PROMPT. When you come to a picture, pass over it, and set down the entries below exactly.

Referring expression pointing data
************
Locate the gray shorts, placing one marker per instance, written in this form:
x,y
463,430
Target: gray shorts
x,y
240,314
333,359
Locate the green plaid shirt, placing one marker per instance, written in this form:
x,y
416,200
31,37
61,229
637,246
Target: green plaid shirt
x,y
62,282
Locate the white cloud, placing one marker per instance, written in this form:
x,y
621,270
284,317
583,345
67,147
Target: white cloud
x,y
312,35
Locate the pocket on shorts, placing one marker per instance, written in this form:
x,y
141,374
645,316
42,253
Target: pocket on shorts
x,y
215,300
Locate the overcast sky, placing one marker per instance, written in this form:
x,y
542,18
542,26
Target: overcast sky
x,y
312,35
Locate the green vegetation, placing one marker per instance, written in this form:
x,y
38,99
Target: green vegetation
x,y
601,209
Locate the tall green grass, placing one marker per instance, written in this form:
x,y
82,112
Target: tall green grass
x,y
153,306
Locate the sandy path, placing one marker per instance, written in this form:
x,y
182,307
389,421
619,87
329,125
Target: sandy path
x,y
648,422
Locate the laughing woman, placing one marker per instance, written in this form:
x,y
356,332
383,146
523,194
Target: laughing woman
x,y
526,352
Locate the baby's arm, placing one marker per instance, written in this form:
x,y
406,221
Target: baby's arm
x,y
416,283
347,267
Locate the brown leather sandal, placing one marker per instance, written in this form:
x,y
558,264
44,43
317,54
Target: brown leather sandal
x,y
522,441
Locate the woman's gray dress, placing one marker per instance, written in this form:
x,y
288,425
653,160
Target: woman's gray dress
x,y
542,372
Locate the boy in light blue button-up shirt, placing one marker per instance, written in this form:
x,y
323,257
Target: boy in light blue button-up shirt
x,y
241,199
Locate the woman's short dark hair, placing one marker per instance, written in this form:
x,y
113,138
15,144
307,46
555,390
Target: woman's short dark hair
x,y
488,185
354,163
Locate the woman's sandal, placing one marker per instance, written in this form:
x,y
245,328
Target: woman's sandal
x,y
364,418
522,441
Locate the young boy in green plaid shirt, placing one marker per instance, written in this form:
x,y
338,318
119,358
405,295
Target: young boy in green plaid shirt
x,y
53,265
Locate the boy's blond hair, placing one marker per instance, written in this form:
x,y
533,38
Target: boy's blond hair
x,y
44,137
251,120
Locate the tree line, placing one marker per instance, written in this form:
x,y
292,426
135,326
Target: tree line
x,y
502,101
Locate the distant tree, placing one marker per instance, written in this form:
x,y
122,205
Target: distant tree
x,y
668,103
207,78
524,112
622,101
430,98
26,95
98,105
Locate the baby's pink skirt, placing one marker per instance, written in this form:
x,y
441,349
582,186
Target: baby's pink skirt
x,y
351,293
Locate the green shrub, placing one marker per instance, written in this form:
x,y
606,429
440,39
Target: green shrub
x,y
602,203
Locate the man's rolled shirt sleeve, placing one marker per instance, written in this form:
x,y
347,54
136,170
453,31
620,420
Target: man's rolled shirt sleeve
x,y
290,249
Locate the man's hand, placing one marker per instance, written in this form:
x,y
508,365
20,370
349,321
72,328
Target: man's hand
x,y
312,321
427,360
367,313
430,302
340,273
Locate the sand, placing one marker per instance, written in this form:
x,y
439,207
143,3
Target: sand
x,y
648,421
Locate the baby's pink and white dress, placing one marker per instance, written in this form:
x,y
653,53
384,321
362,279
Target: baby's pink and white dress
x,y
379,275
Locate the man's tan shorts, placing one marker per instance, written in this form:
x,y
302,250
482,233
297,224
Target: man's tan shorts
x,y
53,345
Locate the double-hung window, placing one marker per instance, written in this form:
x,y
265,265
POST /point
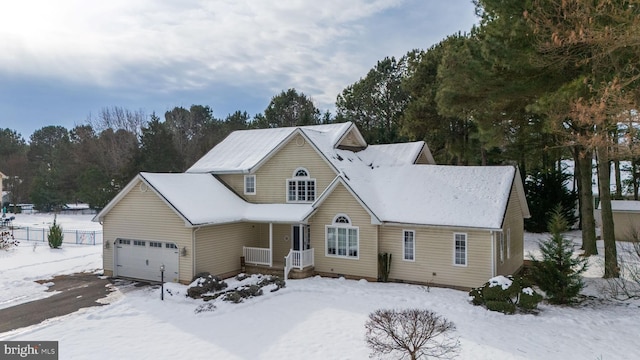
************
REPLY.
Locate the gray shorts, placing one marker per instance, written in this form:
x,y
463,430
Target: gray shorts
x,y
240,314
333,359
Locate the green plaid shirt, placing one marker per instance, written in this form:
x,y
416,200
31,37
61,229
637,246
Target: green plaid shirt
x,y
62,282
Locate the white cloud, placing one marker per instance, written in this form:
x,y
621,270
284,317
583,345
67,147
Target: white cloud
x,y
312,35
Locate the pocket on shorts, placing one marker per instance, written in this form:
x,y
141,374
645,316
42,253
Target: pocket on shorts
x,y
215,300
Locate the overcast sky, placing one marker per instance, written in this form:
x,y
542,18
542,26
Target: overcast sky
x,y
312,35
Locate the green vegetation, placing one marker per instance, written in this form:
x,y
38,99
Target: green vegetation
x,y
601,209
Locate the tall green grass, placing one marker per instance, written in this form:
x,y
82,112
Target: tall green grass
x,y
153,306
Locate the sandy path, placing one marker per instance, written in this form:
x,y
182,307
389,421
619,87
329,125
Target: sandy path
x,y
648,422
Locate the laughing woman, placing one marker per instance, written in this form:
x,y
356,332
383,146
523,194
Target: laughing woman
x,y
526,352
Locate the baby's arm, placing one marker per instance, written in this form:
x,y
406,221
Target: baby's arm
x,y
416,283
347,267
Locate the brown leather sandal, placing one marker per instance, written in this form:
x,y
558,264
44,43
317,54
Target: brown leather sandal
x,y
522,441
Locate the woman's gray dress, placing one marker per instance, written in this form:
x,y
288,425
653,160
Target: woman's gray dress
x,y
542,372
Locate the boy in light blue button-up shirt, placing one marker per instance, written in this form:
x,y
323,257
Target: boy in light blue button-up shirt
x,y
241,199
Locate the woman's short dark hair, placing one marker per instance, written in this form:
x,y
113,138
15,144
307,46
555,390
Target: woman's short dark hair
x,y
488,185
354,163
Locate the woman's sandal, placing one marker per instance, written in this form:
x,y
245,328
Target: woman's sandal
x,y
364,418
522,441
Locate the young boy in green plaid shirt, placing one marker per instance, written in this form:
x,y
338,318
119,358
405,295
Target: young boy in green plaid shirt
x,y
53,265
Locate the boy's blond hair, placing one marker per instance, written in this form:
x,y
533,38
Target: boy's blond hair
x,y
44,137
251,120
Locate the tree line, placing one marker per instance, written in this form:
x,y
292,426
135,326
Target: tree line
x,y
502,101
Locate the distant tree, placing one marker per instance, written in this form:
x,y
122,205
Target: distant tree
x,y
668,103
207,78
524,112
622,101
430,98
26,95
98,105
Locate the baby's pink skirt, placing one marker per instance, written in this form:
x,y
441,349
582,186
Target: baby's pink skirt
x,y
351,293
Locate the green shrub, placing one marker per instance, written in this form:
x,y
606,429
440,39
Target: green shrub
x,y
602,203
Locate the man's rolled shirt sleeve, placing one marker per instance, written in this form:
x,y
347,54
136,170
453,31
620,420
Target: man's rolled shirt sleeve
x,y
290,249
Locate the man's hand, placing one marker per instance, written in this form:
x,y
508,365
20,370
349,321
72,328
Target: man's hand
x,y
312,321
427,360
367,313
430,302
340,273
Locate the sand, placing one marker per instance, written in this form:
x,y
439,207
143,3
Target: sand
x,y
648,421
Locate the baby's pink and white dress, placing one marker per instance, written in this form:
x,y
653,53
384,321
362,279
Target: baby's pink and white dress
x,y
379,275
Locate the man's tan shorts, placing one marker per instance, written in this form:
x,y
302,250
482,233
297,224
Target: man's tan shorts
x,y
53,345
Locate the double-hung window, placing one marker per instance, written in this form:
x,y
265,265
POST /point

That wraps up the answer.